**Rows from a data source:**
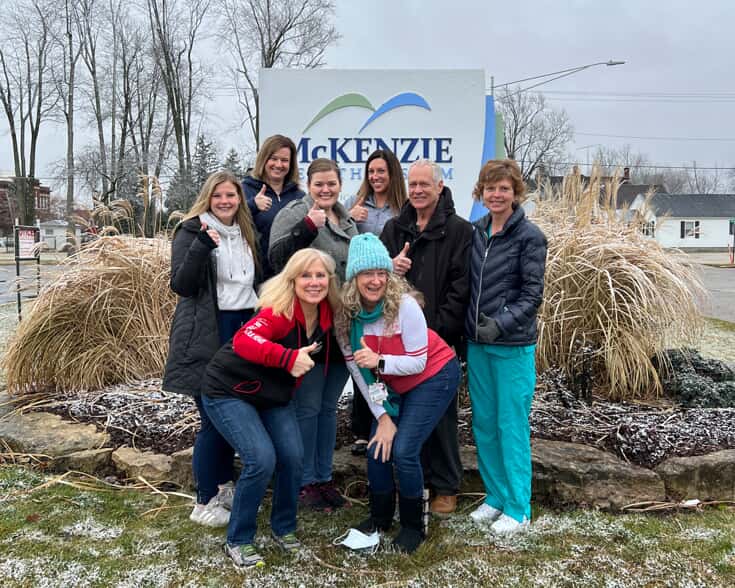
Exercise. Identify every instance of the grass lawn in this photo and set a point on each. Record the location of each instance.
(61, 535)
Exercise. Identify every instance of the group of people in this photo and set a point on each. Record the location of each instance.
(284, 294)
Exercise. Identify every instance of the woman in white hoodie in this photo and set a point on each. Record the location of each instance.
(214, 269)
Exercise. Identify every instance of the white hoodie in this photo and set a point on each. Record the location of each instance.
(235, 266)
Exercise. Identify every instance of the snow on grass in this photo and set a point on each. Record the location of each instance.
(93, 529)
(42, 572)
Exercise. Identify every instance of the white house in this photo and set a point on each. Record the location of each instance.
(689, 221)
(53, 233)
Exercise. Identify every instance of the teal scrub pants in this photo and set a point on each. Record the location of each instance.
(502, 380)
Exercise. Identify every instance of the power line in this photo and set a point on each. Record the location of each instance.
(656, 138)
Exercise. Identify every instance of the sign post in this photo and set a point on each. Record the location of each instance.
(27, 239)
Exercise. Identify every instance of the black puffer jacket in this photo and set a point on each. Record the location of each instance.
(439, 266)
(194, 335)
(507, 278)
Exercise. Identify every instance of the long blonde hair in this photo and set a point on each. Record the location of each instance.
(278, 293)
(242, 217)
(351, 305)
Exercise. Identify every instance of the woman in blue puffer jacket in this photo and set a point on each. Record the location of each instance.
(273, 183)
(507, 265)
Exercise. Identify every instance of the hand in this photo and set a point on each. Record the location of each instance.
(303, 361)
(383, 438)
(358, 211)
(214, 235)
(401, 262)
(366, 357)
(487, 329)
(317, 216)
(263, 202)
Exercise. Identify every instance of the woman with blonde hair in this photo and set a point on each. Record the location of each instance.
(214, 267)
(247, 392)
(406, 373)
(317, 220)
(272, 184)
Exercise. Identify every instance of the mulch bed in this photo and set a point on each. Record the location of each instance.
(142, 416)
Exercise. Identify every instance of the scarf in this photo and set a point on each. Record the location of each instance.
(357, 329)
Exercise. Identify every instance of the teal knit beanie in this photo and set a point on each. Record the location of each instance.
(367, 252)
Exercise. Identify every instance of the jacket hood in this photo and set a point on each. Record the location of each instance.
(256, 184)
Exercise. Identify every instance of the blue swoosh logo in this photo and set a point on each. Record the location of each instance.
(405, 99)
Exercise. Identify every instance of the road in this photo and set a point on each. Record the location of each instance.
(720, 283)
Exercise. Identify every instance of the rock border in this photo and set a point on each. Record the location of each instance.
(564, 474)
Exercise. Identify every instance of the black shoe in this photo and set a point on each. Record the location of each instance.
(412, 533)
(382, 507)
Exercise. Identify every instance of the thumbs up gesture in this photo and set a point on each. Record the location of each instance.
(263, 202)
(317, 216)
(366, 357)
(358, 211)
(401, 262)
(303, 361)
(214, 235)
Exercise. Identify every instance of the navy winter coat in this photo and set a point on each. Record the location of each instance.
(264, 219)
(507, 282)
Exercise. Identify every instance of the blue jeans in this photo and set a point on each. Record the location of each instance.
(420, 411)
(268, 441)
(316, 411)
(212, 458)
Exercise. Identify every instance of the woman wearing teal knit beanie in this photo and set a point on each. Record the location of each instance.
(406, 373)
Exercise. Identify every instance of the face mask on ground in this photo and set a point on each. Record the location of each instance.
(358, 541)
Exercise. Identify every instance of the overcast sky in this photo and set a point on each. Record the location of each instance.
(678, 84)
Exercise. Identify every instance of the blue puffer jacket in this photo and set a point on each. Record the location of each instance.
(264, 219)
(507, 278)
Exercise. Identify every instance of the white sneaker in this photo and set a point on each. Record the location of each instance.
(485, 514)
(211, 514)
(506, 525)
(226, 495)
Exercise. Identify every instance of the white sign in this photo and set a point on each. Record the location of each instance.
(345, 115)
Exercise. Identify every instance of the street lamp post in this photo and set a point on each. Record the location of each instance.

**DO THIS:** Copy out all the rows above word for word, leaving out the pictures.

**EXERCISE RESULT:**
Exercise. Identify every instance of the grass lawn in this photo and set a point on each. Record the location of each instance.
(61, 535)
Exercise. Identify every instance of the group of people in this photo and set a point on each. Record the location of each instance.
(284, 294)
Exercise. Identify every instance of the woman in white hoodie in this photo and set a point on each. Record the location of each instance.
(214, 269)
Exercise. Identify every instance of the white hoodie in this photo and set a point on each. Record the location of each instance.
(235, 266)
Exercise. Identify every instance of the snow on grass in this photo and set a point on each. Record the location of each instance.
(93, 529)
(42, 572)
Exercise. Identify every instance of the white house in this photo and set a point on each. Record the location of each instance.
(689, 221)
(53, 233)
Exercise. Identify every instance of the teal scrub pants in this photo and set a point on each. Record the location of each instance.
(502, 380)
Exercise. Identify every instance of the power line in this photo and set a point on each. Record the location of each instance.
(656, 138)
Exercise. Identify every instance of the sign post in this photo and set a point on each. Record the location of each instance.
(27, 239)
Exercise. Identify every instance of the black puffer jacket in this photo and set a point on each. Record the location of each instance.
(439, 266)
(194, 335)
(507, 278)
Exercise. Identify every instance of the long blonde hair in this photo and set a point on each. Record the location of each instance.
(278, 293)
(242, 217)
(351, 305)
Exercise. Identify every instance of the woman in blue puffer jacket in this photo and set a point on each. Record the location of each instance.
(273, 183)
(507, 265)
Exercise. Identify every instance of the hand in this photo and set a point on each. Record the location of each instance.
(303, 361)
(383, 438)
(358, 211)
(214, 235)
(401, 262)
(366, 357)
(487, 329)
(317, 216)
(263, 202)
Exercise. Identify every instance of the woman with blonde hair in this photo and set a point on each. Record the location of each instance.
(214, 267)
(247, 392)
(406, 373)
(317, 220)
(272, 184)
Exercise. Identify every instance of the mulch bed in this photo and set a point on each. Record the location of each instance.
(142, 416)
Exercise. Identify every instance of the scarf in this photo and set a point on each. Record the location of each instance.
(357, 329)
Exercise. Identify every instance of the teal knit beanie in this photo and set a point on each. Record the location of each instance.
(367, 252)
Exercise. Identify every instance of the jacket hood in this photo and set a point on each. Record the location of each instance.
(256, 184)
Exercise. Identify every instance of the blue swoosh logo in this photo and set a point on each. Record the location of each instance.
(405, 99)
Exercise. Identify every instance of the road in this photo and set a point on each. Record the location of each instance.
(720, 283)
Exercise. Identify every instance of the rock border in this photo and set a point on each. Record the location of each instance.
(564, 474)
Exercise. Identify every instance of the black shoe in this photo and set a point on each. Record the location of each instance.
(412, 533)
(382, 507)
Exercise. Identify every instance of the thumbs up gesture in this photo and set a point on each. Record the location of each instance.
(263, 202)
(317, 216)
(366, 357)
(358, 211)
(401, 262)
(303, 361)
(214, 235)
Exercise. Identify every instance of the navy winter coat in this photo and set a point on each. Record the location of each instance.
(264, 219)
(507, 282)
Exercise. Identify every instance of the blue jeans in this photo and set a point on each. Record the location of each instance.
(420, 411)
(268, 441)
(316, 411)
(212, 458)
Exercise. Identify every instance of the woman wearing teal knit beanie in this photo and set a point on each. Record the location of each instance.
(406, 373)
Exercise. Identify every instance of the face mask on ground in this photo and set a point on each. Record the location of each instance.
(358, 541)
Exercise. Identify every instance of the overcast sky in this photo and set a point on each. Record the location of each instance.
(678, 84)
Exercise. Identify every instance of the blue puffer jacket in this photo and set a point on each. Record the location of each instance.
(264, 219)
(507, 278)
Exercise. Identify every instance of the white sneaker in this photo and set a point on each. Record the location of each instance.
(485, 514)
(211, 514)
(506, 525)
(226, 495)
Exercise. Identify every instance of the white sign in this photo and set a point on each. Record the location of each instance.
(345, 115)
Exercise. Identify every instance of the street lamp post in this photo and set a point on each. Record the location of each instance.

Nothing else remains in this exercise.